## [QUOTED PASSAGE]
=-=-=

Ministers might be seen relating to the rest of the church as leaders,
pastors, teachers, midwives, nannies, a pioneer corps, as the focus
of, or representative of the whole church and so on. For all their
occasional usefulness, none of these analogies describes the specific
way is which the role of ministers differs from the more general
ministry as precisely as does the word used by the letter to the
Ephesians (4 12). Ministers are given to the church to equip the
people of God for the work of ministry.
To equip, says the Oxford Dictionary, is to supply what it needed for
action. Later in the same letter (6 11ff) the writer spells out the
particular spiritual gifts, “the whole armour of God”, which the
people of God need for their task and which, we may assume, God gives
ministers to provide. When we read of being equipped with the belt of
truth, the breastplate of righteousness and so forth, this clearly
chimes in with our Protestant experience of what ministers of the Word
and of the Sacraments have had to offer and confirms our traditional
understanding that constantly the church needs, and God indeed
provides for it, a ministry which is both spiritually mature and
possessed of the ability to communicate God’s eternal purpose in the
particular circumstances in which his people find themselves. What
that experience does not necessarily demonstrate is that the pattern
we have adopted, that of all-purpose, supposedly omni-competant
ministers, is best suited for equipping the church over the full range
of its mission. On the contrary, we have all too often seen it making
churches dependent upon their minister, its members paralysed from
engaging in mission, and ministers themselves, out of their sense of
indispensability, in effect conspiring with their members actually to
disable them for ministry.

=-=-=

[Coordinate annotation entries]
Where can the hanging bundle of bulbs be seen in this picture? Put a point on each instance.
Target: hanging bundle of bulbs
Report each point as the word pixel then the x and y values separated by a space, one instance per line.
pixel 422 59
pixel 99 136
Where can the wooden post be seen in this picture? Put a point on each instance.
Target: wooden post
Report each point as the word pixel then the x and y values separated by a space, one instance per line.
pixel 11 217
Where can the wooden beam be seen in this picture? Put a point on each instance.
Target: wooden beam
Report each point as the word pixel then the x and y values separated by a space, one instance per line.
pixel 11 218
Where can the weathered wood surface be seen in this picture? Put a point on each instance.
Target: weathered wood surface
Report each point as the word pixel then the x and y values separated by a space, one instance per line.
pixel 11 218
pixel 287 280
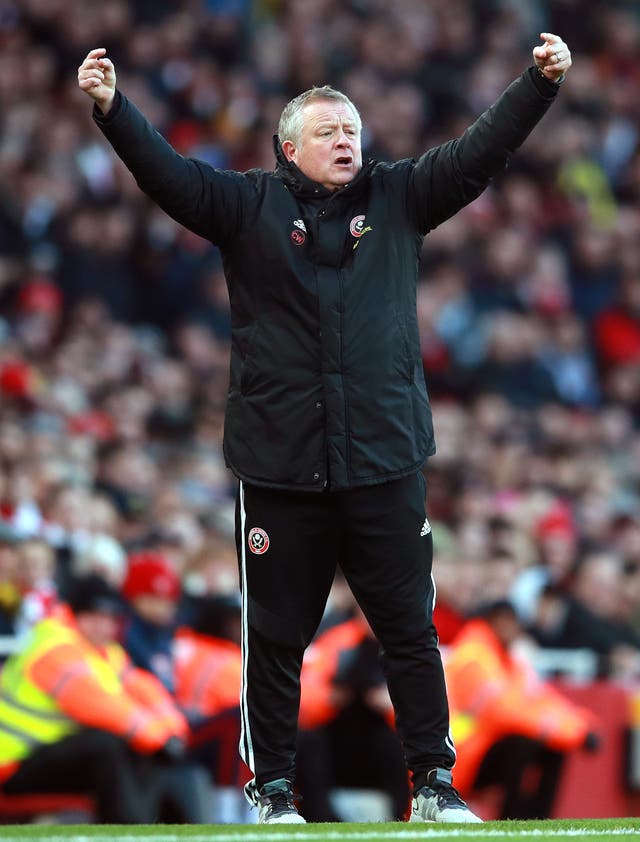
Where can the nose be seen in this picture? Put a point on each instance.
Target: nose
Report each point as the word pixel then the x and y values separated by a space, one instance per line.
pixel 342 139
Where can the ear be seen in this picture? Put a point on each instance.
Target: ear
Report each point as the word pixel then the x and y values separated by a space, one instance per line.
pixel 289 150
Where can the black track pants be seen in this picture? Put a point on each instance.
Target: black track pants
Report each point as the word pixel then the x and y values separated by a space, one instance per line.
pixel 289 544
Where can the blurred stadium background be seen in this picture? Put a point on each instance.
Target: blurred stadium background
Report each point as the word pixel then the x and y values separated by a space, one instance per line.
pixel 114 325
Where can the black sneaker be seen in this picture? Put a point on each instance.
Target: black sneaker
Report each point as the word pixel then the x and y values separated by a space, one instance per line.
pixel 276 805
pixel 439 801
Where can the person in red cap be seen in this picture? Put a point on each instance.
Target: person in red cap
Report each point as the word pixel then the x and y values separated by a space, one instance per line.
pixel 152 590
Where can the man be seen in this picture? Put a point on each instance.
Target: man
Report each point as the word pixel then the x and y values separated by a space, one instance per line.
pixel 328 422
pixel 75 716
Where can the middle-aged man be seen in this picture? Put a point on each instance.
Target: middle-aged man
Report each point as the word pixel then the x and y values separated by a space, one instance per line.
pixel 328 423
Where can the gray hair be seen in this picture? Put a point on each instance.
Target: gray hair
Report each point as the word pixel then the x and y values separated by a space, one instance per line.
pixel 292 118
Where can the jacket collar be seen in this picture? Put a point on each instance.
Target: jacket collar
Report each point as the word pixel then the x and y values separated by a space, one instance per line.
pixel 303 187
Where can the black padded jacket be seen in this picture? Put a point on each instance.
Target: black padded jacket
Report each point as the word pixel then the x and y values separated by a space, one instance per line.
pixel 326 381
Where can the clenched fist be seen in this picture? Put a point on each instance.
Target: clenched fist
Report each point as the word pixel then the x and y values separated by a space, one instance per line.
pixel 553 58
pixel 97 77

=-=-=

## [PROBLEMS AND TASKS]
(A) In the passage on ministers, what are ministers given to the church to do?
(B) Update the passage on ministers between "Ministers might be" and "work of ministry.", inclusive, replacing "analogies" with "comparisons".

## [PER-TASK ANSWERS]
(A) To equip the people of God for the work of ministry.

(B)
Ministers might be seen relating to the rest of the church as leaders,
pastors, teachers, midwives, nannies, a pioneer corps, as the focus
of, or representative of the whole church and so on. For all their
occasional usefulness, none of these comparisons describes the specific
way is which the role of ministers differs from the more general
ministry as precisely as does the word used by the letter to the
Ephesians (4 12). Ministers are given to the church to equip the
people of God for the work of ministry.